- **PROBLEM DETAILS**
Identify every line in the records below that contains the word "white", and copy each one. Case counts.

Labeled-object pointing records
|---|

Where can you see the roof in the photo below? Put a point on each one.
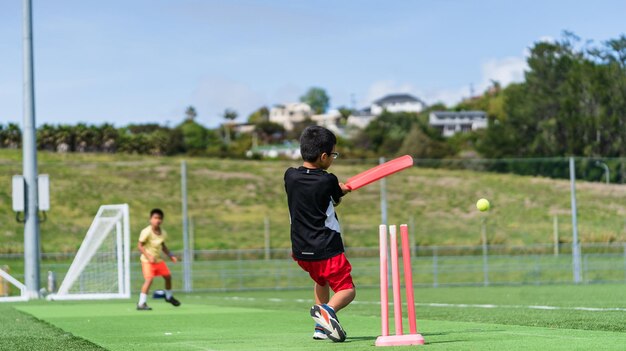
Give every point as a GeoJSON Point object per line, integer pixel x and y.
{"type": "Point", "coordinates": [459, 114]}
{"type": "Point", "coordinates": [396, 99]}
{"type": "Point", "coordinates": [364, 112]}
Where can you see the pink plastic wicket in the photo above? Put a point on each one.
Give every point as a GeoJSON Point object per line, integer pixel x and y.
{"type": "Point", "coordinates": [395, 279]}
{"type": "Point", "coordinates": [408, 278]}
{"type": "Point", "coordinates": [384, 298]}
{"type": "Point", "coordinates": [398, 339]}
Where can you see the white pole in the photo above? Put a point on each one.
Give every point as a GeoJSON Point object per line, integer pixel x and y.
{"type": "Point", "coordinates": [29, 148]}
{"type": "Point", "coordinates": [556, 235]}
{"type": "Point", "coordinates": [383, 196]}
{"type": "Point", "coordinates": [575, 243]}
{"type": "Point", "coordinates": [186, 253]}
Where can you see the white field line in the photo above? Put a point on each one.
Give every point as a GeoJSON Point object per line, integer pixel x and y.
{"type": "Point", "coordinates": [448, 305]}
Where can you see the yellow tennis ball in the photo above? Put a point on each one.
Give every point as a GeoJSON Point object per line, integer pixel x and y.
{"type": "Point", "coordinates": [482, 205]}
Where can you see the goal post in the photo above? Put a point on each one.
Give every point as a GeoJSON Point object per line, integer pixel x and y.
{"type": "Point", "coordinates": [101, 267]}
{"type": "Point", "coordinates": [5, 277]}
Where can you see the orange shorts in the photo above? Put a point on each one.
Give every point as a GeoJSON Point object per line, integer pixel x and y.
{"type": "Point", "coordinates": [334, 271]}
{"type": "Point", "coordinates": [151, 270]}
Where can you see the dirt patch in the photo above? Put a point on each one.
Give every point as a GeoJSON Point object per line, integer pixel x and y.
{"type": "Point", "coordinates": [220, 175]}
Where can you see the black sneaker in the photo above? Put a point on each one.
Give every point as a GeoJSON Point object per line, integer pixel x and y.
{"type": "Point", "coordinates": [143, 307]}
{"type": "Point", "coordinates": [173, 301]}
{"type": "Point", "coordinates": [327, 319]}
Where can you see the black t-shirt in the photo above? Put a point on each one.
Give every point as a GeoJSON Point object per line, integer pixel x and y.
{"type": "Point", "coordinates": [312, 195]}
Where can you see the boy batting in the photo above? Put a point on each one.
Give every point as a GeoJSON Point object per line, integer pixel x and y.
{"type": "Point", "coordinates": [317, 247]}
{"type": "Point", "coordinates": [151, 243]}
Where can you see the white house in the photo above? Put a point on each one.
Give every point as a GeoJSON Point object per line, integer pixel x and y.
{"type": "Point", "coordinates": [288, 114]}
{"type": "Point", "coordinates": [397, 103]}
{"type": "Point", "coordinates": [329, 120]}
{"type": "Point", "coordinates": [392, 103]}
{"type": "Point", "coordinates": [452, 122]}
{"type": "Point", "coordinates": [287, 150]}
{"type": "Point", "coordinates": [361, 118]}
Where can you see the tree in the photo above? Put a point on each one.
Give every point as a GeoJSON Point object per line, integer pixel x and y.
{"type": "Point", "coordinates": [229, 115]}
{"type": "Point", "coordinates": [191, 113]}
{"type": "Point", "coordinates": [317, 99]}
{"type": "Point", "coordinates": [270, 132]}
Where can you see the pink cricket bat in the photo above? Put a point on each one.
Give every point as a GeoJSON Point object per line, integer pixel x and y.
{"type": "Point", "coordinates": [380, 171]}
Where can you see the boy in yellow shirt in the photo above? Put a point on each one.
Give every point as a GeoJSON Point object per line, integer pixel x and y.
{"type": "Point", "coordinates": [151, 243]}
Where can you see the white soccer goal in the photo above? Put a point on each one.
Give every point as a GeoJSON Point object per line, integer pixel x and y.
{"type": "Point", "coordinates": [101, 267]}
{"type": "Point", "coordinates": [8, 279]}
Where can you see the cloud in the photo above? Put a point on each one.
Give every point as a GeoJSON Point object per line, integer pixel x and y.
{"type": "Point", "coordinates": [504, 70]}
{"type": "Point", "coordinates": [215, 94]}
{"type": "Point", "coordinates": [385, 87]}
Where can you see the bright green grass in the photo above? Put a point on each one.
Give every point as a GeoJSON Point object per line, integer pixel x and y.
{"type": "Point", "coordinates": [278, 320]}
{"type": "Point", "coordinates": [228, 200]}
{"type": "Point", "coordinates": [20, 331]}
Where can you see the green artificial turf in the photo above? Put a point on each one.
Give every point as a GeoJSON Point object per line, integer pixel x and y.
{"type": "Point", "coordinates": [279, 320]}
{"type": "Point", "coordinates": [20, 331]}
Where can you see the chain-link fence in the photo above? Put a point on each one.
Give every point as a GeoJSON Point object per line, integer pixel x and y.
{"type": "Point", "coordinates": [239, 223]}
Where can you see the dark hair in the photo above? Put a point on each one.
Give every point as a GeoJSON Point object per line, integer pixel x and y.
{"type": "Point", "coordinates": [157, 211]}
{"type": "Point", "coordinates": [315, 141]}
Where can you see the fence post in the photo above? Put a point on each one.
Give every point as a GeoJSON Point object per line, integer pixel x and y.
{"type": "Point", "coordinates": [436, 268]}
{"type": "Point", "coordinates": [556, 235]}
{"type": "Point", "coordinates": [585, 267]}
{"type": "Point", "coordinates": [239, 272]}
{"type": "Point", "coordinates": [267, 237]}
{"type": "Point", "coordinates": [624, 262]}
{"type": "Point", "coordinates": [186, 253]}
{"type": "Point", "coordinates": [483, 233]}
{"type": "Point", "coordinates": [575, 243]}
{"type": "Point", "coordinates": [412, 236]}
{"type": "Point", "coordinates": [383, 196]}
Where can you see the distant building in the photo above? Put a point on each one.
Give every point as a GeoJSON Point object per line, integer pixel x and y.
{"type": "Point", "coordinates": [361, 118]}
{"type": "Point", "coordinates": [286, 150]}
{"type": "Point", "coordinates": [329, 120]}
{"type": "Point", "coordinates": [391, 103]}
{"type": "Point", "coordinates": [397, 103]}
{"type": "Point", "coordinates": [452, 122]}
{"type": "Point", "coordinates": [289, 114]}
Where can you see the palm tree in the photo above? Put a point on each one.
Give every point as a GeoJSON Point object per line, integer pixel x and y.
{"type": "Point", "coordinates": [191, 113]}
{"type": "Point", "coordinates": [229, 115]}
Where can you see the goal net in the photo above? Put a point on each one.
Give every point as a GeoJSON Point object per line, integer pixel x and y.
{"type": "Point", "coordinates": [7, 282]}
{"type": "Point", "coordinates": [101, 267]}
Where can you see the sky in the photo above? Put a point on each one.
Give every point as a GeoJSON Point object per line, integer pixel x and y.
{"type": "Point", "coordinates": [145, 61]}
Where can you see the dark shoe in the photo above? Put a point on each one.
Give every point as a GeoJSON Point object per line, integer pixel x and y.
{"type": "Point", "coordinates": [144, 307]}
{"type": "Point", "coordinates": [319, 334]}
{"type": "Point", "coordinates": [173, 301]}
{"type": "Point", "coordinates": [327, 319]}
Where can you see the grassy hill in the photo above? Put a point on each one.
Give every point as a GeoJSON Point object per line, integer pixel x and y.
{"type": "Point", "coordinates": [229, 199]}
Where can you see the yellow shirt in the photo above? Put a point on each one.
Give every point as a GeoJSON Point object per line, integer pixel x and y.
{"type": "Point", "coordinates": [152, 243]}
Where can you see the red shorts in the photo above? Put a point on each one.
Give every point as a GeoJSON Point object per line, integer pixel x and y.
{"type": "Point", "coordinates": [334, 271]}
{"type": "Point", "coordinates": [151, 270]}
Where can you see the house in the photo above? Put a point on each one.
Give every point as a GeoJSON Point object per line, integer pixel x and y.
{"type": "Point", "coordinates": [392, 103]}
{"type": "Point", "coordinates": [286, 150]}
{"type": "Point", "coordinates": [330, 120]}
{"type": "Point", "coordinates": [397, 103]}
{"type": "Point", "coordinates": [361, 118]}
{"type": "Point", "coordinates": [289, 114]}
{"type": "Point", "coordinates": [452, 122]}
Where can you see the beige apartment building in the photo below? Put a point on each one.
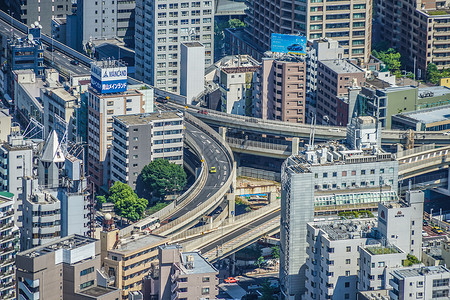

|---|

- **EXPECTED ANSWER**
Where can you see the white pole in the photo above? Put a point on each one.
Where can you see the white field line in the photo above? Put a point on each one.
Where can you see the white house in the photo above? Put a point on each one.
Where can you see the white soccer goal in the photo above? Put a point on each one.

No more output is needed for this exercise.